BRIEF: Please return every record exactly as written, leaving out the pictures.
----------
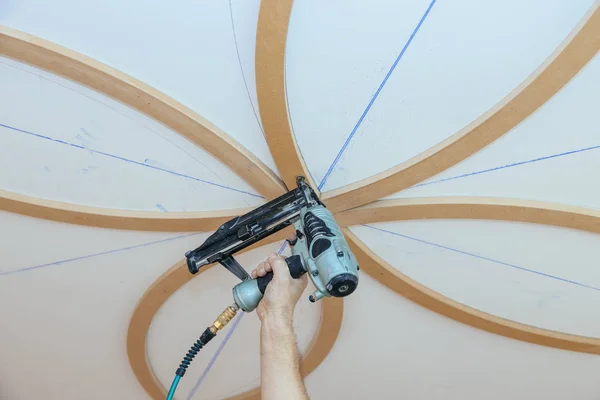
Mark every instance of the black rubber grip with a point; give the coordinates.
(296, 271)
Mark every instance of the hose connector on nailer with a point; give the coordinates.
(224, 318)
(210, 332)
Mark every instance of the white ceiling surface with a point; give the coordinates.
(64, 326)
(64, 323)
(123, 159)
(466, 56)
(190, 310)
(567, 123)
(186, 50)
(537, 275)
(391, 348)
----------
EXPECTED ANSWER:
Mark every instance of the black rubber grip with a point; give the coordinates.
(296, 271)
Mark every instance of the hose connector on nailer with a point; give the coordinates.
(224, 318)
(210, 332)
Mark every instance of the white ceiling surface with a point; give the coordinates.
(64, 326)
(64, 323)
(123, 159)
(466, 56)
(190, 310)
(567, 123)
(186, 50)
(537, 275)
(391, 348)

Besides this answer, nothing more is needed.